### Set task
Which lines in the data below contain the word "Mark"? Gather every such line and copy it out.

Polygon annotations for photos
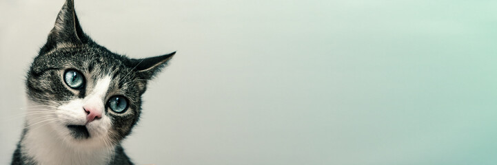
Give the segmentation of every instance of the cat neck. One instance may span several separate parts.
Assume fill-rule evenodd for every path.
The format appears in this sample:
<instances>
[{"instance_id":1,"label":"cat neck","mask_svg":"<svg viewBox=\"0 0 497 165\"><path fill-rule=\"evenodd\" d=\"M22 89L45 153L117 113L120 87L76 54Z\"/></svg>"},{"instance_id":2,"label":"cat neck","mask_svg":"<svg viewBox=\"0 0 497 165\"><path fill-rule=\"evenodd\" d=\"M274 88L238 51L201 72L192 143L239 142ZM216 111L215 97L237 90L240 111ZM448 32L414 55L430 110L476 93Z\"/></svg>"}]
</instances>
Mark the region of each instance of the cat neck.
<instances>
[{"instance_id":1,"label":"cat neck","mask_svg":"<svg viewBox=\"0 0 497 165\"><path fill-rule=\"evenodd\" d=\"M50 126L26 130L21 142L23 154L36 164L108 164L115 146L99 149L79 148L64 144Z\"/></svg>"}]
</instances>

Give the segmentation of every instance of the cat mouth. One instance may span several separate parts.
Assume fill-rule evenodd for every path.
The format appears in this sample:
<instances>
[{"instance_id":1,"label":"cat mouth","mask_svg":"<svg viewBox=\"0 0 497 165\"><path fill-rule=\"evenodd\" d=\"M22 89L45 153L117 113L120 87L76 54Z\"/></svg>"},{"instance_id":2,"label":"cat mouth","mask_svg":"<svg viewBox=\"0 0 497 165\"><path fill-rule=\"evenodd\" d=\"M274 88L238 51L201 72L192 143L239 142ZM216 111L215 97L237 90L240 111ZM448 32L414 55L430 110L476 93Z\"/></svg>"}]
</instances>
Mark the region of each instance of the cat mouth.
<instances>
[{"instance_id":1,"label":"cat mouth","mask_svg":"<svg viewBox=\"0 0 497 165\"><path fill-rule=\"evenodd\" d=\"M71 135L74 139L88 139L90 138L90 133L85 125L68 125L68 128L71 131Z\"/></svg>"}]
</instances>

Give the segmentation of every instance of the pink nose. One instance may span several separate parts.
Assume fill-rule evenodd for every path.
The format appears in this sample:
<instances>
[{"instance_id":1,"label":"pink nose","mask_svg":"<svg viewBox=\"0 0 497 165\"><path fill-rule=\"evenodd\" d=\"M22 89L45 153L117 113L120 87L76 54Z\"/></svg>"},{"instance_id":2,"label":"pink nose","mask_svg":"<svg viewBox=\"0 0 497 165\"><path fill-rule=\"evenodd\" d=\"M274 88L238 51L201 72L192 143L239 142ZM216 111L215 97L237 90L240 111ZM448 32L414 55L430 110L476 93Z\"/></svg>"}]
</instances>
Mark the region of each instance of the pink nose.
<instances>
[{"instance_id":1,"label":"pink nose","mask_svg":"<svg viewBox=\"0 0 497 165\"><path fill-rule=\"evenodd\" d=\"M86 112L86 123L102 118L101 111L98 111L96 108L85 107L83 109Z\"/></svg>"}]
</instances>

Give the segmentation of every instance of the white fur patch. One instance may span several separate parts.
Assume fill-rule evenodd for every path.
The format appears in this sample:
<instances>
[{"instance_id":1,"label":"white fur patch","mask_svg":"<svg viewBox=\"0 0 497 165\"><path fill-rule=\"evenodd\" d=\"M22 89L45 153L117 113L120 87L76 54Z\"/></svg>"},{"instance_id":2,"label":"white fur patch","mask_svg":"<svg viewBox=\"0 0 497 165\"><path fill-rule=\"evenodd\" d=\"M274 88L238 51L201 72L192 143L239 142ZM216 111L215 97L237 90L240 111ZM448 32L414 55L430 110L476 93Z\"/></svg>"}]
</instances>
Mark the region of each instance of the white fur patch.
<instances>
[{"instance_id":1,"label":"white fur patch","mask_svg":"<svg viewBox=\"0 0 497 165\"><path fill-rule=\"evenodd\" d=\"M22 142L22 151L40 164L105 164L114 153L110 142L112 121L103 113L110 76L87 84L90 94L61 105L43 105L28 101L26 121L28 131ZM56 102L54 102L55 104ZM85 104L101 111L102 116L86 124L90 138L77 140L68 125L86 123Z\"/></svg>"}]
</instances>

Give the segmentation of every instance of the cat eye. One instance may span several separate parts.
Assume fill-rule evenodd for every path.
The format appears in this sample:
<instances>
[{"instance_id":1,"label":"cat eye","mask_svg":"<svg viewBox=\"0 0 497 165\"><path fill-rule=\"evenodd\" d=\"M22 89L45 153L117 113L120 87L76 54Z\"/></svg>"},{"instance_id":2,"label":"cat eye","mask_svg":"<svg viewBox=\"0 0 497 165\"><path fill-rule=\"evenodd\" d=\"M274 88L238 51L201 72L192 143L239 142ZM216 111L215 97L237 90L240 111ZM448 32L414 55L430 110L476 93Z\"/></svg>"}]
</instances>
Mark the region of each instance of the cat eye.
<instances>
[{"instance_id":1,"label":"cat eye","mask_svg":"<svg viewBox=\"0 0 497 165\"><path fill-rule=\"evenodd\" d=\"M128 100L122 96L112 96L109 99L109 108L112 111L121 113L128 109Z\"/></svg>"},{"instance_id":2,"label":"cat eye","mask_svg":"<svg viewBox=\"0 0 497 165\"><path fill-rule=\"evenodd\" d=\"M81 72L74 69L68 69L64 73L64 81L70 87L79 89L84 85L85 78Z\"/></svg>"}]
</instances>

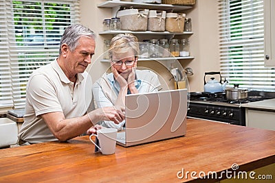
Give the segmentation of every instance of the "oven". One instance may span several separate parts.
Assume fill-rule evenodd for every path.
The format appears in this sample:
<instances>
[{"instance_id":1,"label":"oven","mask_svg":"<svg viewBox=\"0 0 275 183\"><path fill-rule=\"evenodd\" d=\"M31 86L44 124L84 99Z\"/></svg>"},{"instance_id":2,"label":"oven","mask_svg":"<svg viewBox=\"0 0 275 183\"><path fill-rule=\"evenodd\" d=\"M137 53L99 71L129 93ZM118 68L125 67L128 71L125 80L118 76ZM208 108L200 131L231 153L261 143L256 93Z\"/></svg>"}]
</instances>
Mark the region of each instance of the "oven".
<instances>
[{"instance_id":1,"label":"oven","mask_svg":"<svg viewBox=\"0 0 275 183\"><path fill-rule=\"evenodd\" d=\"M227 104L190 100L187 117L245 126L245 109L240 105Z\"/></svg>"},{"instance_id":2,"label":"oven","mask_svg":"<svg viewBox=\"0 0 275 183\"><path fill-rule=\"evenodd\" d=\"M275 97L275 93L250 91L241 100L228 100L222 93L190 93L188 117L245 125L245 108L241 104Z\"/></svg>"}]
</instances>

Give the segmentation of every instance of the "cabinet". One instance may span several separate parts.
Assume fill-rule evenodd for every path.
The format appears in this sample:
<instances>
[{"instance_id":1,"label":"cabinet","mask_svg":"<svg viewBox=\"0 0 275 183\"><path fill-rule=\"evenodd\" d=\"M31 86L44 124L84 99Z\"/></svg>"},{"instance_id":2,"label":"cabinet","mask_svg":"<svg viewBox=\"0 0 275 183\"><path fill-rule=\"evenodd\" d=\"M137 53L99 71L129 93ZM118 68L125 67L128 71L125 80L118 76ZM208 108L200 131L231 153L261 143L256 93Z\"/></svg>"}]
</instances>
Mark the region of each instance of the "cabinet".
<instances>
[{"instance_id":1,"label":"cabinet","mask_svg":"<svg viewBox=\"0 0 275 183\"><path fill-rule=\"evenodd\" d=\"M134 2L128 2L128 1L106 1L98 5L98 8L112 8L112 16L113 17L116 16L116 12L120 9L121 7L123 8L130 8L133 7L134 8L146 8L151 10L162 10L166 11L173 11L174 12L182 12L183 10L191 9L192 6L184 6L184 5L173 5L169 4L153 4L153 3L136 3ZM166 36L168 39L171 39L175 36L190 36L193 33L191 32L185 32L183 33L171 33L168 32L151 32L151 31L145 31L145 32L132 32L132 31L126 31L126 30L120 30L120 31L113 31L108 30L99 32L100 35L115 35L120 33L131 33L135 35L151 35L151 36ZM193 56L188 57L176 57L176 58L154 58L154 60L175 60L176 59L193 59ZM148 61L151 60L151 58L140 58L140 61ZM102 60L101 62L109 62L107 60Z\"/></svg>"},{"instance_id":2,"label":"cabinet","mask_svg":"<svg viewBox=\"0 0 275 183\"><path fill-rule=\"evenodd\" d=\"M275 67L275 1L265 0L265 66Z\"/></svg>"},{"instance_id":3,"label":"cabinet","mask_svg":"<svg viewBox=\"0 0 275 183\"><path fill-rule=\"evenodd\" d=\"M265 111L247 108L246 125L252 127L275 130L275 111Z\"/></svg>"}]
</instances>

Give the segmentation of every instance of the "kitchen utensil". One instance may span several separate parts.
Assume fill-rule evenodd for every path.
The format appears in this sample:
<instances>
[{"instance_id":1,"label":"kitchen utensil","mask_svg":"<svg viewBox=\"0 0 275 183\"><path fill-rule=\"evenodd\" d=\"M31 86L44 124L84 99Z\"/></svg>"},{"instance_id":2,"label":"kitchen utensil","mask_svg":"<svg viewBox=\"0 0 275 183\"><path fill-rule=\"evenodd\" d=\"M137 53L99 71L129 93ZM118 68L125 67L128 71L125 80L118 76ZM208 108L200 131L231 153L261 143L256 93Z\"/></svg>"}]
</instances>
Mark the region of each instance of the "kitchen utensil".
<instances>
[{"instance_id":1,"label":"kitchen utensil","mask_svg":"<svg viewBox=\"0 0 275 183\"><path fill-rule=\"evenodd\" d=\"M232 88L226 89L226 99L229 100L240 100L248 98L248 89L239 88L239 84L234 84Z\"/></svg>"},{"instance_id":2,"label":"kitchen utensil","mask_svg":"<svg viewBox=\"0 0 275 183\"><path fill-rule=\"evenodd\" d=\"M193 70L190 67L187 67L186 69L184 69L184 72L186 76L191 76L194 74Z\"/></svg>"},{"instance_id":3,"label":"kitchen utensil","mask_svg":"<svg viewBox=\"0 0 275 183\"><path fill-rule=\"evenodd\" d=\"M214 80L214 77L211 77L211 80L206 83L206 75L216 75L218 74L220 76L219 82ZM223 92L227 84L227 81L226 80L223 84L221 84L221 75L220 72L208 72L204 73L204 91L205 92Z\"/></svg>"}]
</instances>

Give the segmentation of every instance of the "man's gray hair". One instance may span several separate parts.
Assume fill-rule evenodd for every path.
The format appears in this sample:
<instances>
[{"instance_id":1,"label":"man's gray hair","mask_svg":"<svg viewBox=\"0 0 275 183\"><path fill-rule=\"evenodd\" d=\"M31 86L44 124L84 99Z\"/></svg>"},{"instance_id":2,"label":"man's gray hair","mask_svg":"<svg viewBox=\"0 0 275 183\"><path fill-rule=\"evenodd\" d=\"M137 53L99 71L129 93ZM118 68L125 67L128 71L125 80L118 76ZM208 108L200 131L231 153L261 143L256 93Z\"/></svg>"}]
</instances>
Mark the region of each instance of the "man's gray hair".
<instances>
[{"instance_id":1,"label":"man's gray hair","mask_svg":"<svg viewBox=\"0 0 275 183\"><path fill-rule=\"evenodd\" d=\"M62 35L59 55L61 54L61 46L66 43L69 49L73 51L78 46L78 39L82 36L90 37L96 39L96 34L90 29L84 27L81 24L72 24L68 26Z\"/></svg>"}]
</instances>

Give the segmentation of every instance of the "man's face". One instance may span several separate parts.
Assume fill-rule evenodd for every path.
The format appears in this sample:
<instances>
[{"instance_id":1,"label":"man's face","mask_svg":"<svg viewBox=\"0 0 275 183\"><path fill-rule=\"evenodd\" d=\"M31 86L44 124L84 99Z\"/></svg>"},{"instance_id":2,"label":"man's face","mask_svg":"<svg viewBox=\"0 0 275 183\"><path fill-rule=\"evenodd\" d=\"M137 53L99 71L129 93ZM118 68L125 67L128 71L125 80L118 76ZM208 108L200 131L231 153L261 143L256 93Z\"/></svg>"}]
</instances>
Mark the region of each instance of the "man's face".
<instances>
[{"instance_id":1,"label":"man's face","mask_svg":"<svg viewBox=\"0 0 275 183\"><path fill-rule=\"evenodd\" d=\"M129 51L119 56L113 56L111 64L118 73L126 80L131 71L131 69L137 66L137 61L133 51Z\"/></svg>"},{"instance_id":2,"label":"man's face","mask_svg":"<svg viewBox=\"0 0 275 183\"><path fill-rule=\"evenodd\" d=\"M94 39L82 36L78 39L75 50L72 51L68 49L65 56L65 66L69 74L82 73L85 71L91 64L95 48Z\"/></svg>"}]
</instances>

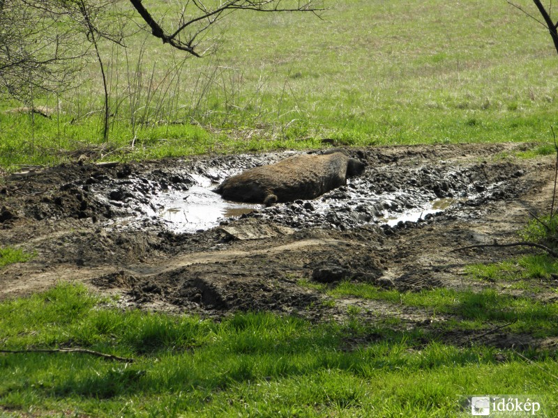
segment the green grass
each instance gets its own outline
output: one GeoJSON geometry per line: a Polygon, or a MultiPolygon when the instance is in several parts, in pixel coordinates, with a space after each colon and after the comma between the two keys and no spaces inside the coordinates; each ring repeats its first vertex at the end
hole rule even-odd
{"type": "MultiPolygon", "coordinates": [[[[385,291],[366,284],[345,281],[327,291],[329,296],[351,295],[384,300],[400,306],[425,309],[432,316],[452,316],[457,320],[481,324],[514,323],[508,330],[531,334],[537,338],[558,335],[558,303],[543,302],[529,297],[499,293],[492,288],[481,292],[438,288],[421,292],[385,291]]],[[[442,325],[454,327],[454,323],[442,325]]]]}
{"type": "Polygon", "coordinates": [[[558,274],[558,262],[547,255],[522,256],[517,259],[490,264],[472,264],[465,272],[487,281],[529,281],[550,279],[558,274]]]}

### Solution to the problem
Mark the region of each instance of the cat neck.
Mark the region of each instance of the cat mouth.
Mark the region of each instance of the pink nose.
Mark the region of each instance of the white fur patch.
Mark the region of each instance of the cat eye.
Mark the region of each instance of the "oven".
Mark the region of each instance of the "cabinet".
Mark the region of each instance of the "kitchen utensil".
Mark the region of each instance of the "man's gray hair".
Mark the region of each instance of the "man's face".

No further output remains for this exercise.